(Records excerpted from a collection)
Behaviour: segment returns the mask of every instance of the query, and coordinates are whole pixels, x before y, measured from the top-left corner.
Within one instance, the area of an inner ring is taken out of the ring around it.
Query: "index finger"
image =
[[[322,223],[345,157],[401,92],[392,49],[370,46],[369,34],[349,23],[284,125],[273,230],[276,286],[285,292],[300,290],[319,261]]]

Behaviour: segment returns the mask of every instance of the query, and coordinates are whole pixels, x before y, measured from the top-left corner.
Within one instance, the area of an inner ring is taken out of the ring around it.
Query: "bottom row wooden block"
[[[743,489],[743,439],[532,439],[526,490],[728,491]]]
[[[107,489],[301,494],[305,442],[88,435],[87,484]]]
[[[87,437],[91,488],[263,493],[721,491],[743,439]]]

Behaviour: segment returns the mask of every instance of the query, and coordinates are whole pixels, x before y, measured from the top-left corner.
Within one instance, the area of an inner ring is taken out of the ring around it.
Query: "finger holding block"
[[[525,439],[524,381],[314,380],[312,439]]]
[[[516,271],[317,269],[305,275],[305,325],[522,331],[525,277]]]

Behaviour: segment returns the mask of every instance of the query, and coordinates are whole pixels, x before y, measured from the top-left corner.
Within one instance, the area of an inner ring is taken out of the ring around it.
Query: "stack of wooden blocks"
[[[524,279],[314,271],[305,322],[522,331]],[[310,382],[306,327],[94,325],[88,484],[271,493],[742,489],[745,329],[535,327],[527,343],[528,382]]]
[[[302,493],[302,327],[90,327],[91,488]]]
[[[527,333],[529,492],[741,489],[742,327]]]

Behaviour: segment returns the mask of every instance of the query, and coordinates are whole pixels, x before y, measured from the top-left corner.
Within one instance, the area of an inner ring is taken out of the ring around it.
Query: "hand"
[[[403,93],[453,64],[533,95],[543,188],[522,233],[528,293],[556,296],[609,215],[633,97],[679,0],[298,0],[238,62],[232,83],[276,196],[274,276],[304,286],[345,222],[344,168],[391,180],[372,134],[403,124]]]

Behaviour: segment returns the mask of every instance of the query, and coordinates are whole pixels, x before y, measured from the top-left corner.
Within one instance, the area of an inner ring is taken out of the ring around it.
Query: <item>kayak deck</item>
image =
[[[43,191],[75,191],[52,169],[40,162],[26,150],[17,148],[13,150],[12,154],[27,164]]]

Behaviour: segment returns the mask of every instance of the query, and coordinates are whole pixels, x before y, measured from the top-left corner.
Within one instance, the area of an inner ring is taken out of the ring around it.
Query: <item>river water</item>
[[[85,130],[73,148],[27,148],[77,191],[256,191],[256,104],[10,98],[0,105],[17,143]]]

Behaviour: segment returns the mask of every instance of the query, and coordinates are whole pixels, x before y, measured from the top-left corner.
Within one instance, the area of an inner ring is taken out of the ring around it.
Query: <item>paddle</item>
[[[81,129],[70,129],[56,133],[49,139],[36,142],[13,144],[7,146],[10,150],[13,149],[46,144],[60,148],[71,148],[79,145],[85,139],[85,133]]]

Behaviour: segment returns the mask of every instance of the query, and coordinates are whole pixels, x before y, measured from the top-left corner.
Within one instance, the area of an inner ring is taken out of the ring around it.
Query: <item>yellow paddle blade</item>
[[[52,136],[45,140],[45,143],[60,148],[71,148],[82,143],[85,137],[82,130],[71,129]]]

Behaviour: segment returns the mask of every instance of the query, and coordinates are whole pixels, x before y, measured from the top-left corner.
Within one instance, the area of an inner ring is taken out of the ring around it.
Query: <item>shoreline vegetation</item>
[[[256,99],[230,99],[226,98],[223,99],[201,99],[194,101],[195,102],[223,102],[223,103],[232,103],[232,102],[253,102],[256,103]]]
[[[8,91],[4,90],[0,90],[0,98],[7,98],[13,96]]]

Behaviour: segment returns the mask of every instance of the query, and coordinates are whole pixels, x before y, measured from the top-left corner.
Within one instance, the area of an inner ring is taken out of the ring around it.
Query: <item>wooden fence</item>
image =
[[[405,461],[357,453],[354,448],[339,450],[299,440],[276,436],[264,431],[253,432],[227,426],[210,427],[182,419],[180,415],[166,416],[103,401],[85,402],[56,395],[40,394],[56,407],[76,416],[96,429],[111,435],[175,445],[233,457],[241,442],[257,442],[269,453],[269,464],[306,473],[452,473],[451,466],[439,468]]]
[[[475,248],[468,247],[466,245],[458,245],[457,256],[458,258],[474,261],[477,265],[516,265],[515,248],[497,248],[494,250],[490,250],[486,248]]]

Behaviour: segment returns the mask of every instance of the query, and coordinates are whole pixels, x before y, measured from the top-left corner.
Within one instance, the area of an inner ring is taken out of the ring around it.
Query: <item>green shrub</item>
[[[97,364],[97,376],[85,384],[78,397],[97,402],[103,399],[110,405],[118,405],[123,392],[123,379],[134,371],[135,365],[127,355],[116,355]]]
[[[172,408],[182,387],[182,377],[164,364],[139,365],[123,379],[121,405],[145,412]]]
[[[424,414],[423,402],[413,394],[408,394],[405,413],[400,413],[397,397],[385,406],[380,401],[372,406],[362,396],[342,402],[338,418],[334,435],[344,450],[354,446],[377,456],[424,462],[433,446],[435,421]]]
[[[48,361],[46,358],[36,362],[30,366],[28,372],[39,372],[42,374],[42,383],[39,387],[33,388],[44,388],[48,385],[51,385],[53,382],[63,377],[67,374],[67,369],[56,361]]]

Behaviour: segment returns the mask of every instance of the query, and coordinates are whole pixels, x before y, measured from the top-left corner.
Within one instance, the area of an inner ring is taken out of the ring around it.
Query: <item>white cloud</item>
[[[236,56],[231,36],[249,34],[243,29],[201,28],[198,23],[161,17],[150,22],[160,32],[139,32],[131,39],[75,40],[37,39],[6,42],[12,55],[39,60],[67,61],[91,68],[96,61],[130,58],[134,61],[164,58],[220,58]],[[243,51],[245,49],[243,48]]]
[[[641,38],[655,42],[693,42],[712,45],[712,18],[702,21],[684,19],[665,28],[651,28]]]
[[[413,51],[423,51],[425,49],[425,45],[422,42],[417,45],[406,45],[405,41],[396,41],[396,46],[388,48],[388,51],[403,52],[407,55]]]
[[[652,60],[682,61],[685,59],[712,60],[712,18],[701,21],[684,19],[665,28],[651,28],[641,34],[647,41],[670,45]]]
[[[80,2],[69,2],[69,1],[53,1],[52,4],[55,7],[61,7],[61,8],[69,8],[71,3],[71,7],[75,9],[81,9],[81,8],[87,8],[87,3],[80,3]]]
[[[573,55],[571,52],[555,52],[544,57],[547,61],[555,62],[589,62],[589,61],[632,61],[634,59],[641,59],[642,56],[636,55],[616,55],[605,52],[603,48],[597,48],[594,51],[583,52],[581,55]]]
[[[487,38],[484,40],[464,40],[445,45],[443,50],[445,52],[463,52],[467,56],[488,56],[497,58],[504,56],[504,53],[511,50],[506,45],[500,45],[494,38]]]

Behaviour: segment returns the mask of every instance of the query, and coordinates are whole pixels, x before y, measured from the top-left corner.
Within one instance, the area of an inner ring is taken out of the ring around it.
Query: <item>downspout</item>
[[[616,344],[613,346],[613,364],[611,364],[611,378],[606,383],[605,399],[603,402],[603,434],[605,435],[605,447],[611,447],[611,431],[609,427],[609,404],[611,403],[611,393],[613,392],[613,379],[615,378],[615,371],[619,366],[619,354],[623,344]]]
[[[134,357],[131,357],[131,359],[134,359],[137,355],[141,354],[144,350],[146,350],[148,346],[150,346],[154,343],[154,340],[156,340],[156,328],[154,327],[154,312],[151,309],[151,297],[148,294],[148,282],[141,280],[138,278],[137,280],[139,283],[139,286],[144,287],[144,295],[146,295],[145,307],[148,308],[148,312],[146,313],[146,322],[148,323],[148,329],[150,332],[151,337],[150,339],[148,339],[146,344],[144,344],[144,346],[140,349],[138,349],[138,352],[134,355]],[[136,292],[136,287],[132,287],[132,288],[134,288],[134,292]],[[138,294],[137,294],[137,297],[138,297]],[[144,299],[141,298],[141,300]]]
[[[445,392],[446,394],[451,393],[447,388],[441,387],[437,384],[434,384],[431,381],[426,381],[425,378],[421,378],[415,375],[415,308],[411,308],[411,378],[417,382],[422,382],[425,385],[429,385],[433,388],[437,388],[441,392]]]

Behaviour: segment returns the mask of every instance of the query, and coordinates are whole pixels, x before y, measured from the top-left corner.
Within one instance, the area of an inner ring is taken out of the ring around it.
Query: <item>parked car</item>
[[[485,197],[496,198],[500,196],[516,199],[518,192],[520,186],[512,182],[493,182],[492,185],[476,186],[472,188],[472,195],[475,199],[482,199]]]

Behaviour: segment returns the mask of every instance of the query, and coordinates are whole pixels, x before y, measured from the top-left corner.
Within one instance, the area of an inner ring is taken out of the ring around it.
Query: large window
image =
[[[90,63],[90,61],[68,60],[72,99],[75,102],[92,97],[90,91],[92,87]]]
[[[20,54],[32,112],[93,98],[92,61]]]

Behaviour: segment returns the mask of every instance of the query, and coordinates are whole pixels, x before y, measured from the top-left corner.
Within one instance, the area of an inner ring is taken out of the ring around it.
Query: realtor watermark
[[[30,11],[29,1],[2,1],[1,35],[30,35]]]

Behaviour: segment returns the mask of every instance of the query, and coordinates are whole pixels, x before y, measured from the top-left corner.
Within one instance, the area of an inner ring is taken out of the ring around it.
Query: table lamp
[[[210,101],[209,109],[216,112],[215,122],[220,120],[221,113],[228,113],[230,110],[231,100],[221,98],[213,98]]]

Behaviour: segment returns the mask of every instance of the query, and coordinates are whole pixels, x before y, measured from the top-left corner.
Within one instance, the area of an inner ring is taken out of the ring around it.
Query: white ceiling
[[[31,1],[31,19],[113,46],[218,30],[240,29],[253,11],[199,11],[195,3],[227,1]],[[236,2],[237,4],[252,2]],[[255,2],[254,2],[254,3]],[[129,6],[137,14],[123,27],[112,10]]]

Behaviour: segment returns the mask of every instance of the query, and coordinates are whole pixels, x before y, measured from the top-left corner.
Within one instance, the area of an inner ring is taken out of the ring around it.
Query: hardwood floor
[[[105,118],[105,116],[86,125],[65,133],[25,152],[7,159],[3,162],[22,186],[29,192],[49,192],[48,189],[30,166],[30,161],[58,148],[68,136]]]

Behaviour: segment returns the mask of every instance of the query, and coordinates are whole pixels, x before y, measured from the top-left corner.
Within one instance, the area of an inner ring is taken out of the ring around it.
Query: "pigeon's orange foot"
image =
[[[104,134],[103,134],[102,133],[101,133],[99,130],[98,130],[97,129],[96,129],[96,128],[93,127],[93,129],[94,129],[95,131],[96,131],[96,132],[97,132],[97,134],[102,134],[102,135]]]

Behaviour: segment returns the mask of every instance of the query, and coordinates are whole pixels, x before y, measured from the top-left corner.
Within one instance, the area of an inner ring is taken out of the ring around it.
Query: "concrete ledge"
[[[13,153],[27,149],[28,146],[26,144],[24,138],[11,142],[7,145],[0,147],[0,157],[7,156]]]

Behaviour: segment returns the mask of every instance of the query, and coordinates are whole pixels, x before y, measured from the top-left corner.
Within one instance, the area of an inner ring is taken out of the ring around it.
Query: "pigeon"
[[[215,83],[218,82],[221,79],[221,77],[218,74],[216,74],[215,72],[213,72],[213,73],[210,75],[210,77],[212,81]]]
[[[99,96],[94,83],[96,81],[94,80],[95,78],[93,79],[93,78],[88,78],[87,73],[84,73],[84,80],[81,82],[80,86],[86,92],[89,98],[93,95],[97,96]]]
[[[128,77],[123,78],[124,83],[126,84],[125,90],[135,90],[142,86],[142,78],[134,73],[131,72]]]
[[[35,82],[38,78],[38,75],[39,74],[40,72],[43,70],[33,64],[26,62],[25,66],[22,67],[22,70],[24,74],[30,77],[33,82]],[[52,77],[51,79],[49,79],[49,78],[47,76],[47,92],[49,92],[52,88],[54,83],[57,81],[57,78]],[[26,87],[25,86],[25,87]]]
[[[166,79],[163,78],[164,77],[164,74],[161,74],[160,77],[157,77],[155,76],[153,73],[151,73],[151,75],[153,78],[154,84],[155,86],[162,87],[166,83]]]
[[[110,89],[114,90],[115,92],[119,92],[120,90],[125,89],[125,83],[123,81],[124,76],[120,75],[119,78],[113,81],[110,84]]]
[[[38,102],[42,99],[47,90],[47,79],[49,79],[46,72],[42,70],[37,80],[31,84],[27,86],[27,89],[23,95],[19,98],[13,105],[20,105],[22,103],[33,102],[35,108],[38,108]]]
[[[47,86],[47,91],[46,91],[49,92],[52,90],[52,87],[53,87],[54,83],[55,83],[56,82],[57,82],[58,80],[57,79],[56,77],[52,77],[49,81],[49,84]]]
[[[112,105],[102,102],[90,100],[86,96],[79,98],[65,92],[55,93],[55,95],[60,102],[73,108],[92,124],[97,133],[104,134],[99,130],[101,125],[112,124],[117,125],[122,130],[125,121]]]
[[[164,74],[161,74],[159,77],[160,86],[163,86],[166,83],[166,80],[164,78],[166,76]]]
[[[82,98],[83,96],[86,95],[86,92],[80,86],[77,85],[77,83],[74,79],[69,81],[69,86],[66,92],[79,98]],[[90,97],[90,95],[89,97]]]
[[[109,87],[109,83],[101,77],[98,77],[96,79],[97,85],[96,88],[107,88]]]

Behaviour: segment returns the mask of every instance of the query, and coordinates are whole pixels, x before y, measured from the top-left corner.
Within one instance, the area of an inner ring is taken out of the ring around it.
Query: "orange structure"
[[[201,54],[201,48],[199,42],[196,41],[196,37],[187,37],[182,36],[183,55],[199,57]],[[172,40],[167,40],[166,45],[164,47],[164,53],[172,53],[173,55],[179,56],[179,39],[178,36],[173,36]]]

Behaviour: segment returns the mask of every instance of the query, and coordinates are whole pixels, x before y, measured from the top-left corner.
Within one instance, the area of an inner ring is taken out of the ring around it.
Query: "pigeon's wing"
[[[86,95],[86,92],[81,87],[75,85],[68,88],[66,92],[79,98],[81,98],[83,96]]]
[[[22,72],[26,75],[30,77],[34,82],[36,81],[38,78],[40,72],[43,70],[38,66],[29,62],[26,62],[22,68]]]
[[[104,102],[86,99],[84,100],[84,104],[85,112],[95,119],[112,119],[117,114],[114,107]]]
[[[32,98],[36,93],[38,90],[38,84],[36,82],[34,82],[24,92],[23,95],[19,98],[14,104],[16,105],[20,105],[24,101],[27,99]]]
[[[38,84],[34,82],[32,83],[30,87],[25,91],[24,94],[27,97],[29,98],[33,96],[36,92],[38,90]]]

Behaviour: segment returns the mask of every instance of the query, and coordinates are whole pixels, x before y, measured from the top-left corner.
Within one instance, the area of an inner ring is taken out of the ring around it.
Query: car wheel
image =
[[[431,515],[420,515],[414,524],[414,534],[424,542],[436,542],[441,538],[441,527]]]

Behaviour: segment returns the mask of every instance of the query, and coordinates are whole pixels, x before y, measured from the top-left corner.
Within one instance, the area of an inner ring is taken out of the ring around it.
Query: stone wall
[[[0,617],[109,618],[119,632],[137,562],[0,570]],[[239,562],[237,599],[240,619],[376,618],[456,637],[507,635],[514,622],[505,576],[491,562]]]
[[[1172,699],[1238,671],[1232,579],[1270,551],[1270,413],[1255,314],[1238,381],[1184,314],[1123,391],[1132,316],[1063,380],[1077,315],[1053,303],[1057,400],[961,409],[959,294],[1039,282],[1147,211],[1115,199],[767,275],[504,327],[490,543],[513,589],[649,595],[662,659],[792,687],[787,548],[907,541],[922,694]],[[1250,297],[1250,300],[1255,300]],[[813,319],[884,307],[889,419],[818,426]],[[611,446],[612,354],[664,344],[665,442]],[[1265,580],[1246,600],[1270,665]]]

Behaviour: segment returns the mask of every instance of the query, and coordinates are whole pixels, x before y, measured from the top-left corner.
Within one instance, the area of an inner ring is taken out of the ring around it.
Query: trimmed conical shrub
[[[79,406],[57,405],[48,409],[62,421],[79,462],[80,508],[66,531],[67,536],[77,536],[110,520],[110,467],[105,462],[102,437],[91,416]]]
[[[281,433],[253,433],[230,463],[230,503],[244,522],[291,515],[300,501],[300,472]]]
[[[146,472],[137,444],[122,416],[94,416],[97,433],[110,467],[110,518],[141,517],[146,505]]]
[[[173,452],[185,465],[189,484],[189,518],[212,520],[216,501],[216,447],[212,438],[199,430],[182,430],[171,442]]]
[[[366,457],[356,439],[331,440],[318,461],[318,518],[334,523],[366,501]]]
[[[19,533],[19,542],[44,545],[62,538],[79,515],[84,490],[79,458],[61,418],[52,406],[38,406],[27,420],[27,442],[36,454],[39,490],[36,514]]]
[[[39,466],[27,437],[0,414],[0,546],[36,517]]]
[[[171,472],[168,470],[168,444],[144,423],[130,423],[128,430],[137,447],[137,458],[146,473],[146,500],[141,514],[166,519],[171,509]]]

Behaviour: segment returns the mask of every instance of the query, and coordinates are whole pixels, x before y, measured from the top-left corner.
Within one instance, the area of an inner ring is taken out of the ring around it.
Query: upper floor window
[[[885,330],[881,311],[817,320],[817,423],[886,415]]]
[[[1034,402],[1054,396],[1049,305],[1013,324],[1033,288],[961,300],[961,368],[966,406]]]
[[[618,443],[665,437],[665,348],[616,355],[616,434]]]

Required work
Return every line of the entries above that contains the string "paddle".

Reply to the exercise
Query: <item>paddle</item>
Query: <item>yellow paddle blade</item>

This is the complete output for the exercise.